(Problem to work on)
In every one of the records below, swap "one point per instance" for "a single point for each instance" and leave everything else unchanged.

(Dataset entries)
────────

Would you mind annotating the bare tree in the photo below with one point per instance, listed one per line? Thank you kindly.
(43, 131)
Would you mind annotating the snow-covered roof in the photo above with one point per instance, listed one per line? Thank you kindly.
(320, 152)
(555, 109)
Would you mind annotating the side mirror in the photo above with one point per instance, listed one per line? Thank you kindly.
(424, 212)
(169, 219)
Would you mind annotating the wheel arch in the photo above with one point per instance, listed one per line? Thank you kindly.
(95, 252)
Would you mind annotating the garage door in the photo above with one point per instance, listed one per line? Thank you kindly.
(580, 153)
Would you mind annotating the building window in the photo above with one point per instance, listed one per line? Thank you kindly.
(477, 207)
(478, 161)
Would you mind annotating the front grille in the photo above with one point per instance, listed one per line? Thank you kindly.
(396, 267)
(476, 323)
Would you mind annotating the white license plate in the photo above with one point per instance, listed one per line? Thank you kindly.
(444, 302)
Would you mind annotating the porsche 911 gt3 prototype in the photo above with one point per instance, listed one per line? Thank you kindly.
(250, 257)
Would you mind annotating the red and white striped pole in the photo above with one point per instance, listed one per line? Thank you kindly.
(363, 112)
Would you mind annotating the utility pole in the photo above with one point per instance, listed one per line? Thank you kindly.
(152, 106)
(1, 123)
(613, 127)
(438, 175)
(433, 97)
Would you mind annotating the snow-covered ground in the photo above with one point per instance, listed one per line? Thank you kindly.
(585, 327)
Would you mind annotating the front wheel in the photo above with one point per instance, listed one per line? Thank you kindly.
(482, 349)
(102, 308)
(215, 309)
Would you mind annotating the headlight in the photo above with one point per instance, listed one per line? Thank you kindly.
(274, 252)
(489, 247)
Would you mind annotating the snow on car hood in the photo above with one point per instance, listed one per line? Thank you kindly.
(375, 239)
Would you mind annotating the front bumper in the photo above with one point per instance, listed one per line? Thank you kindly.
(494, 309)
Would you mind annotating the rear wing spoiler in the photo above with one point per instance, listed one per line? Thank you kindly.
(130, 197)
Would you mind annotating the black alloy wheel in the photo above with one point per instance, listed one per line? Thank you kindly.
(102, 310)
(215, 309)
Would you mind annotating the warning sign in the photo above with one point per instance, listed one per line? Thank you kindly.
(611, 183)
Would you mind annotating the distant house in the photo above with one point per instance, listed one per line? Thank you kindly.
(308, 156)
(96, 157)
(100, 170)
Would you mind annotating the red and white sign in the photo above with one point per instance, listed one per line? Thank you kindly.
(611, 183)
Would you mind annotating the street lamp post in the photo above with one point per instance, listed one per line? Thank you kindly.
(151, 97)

────────

(Finished task)
Would you mind annotating the bare tree in the photo below with a single point for each instance, listed one per line? Thank you kindly.
(43, 131)
Would you mind annotating the snow-covered roof in the photo above with a single point for each instance, listed one per line? Thank you kindly.
(320, 152)
(555, 109)
Would you mind annotating the side mirror in the photo above with a single point for each instance, listed one per line? Thank you kindly.
(424, 212)
(169, 219)
Would you mind annotating the wheel arch in the photo above with a single point for each instance, listed one per line? Thank you kindly.
(95, 252)
Would you mind annotating the garage door in the photo above with a single point for each instance, listed one per line? Thank you kindly.
(580, 153)
Would you mind annotating the building window in the photo above with a single point for each instance, listed one per line? Thank you kindly.
(477, 207)
(478, 161)
Would you mind annotating the front grille in the photo above with a single point for each instance, listed one per line? Thank you kindly.
(396, 267)
(476, 323)
Would you mind annotating the white license plate in the photo above with a single point for each instance, listed one per line? Thank you kindly.
(444, 302)
Would you mind annotating the porsche 911 gt3 prototype in the photo above with a single point for each instance, listed one per line? Thank you kindly.
(250, 257)
Would you mind annotating the red and white striped pole in the photo above with a single point for each instance, listed one per line? Thank you kindly.
(363, 112)
Would you mind annotating the utility pole in the photo above with a single point for each instance, listed one per line? Thank you kindly.
(152, 106)
(1, 123)
(613, 127)
(438, 175)
(433, 97)
Would you mind annotating the snow-covered ground in the photo above with a single point for each instance, listed one per line? Thank you kindly.
(585, 327)
Would you mind annotating the front wheel in the photo above with a single point for each instance, listed one per line? Thank you kindly.
(482, 349)
(102, 308)
(215, 309)
Would you mind annotating the headlight in the photo above with a single point for each instance, listed one per line? Thank you kindly.
(274, 252)
(489, 247)
Would you mind annotating the snow on car hood in the photo above with a single point for each instance, listed one per line? Thank you kindly.
(375, 239)
Would you mind annotating the front bumper in the photo above with a single point for each instance, listed one per line? Thank you kindly.
(494, 309)
Would you mind annotating the rear wing spoiler in the photo above with a single point for each instance, listed one per line? Thank you kindly.
(130, 197)
Would you mind annotating the black alloy wheel in the photo above with a single point for each instance, listed one per line? Thank you kindly.
(102, 310)
(215, 309)
Would you mind annotating the warning sign in the photo above with a single point for each instance, listed one per line? Thank you kindly.
(611, 183)
Would you mind annotating the distant house in the photo above with a single point for each instance, listed one per line? Thank you kindly.
(308, 156)
(96, 157)
(100, 170)
Would you mind annotating the red and white sign in the photo above with a single point for each instance, listed one per line? Thank you kindly.
(611, 183)
Would you mind annotating the street lamp post in the photo above with a single point for each instance, listed one per line? Thank you kindly.
(151, 97)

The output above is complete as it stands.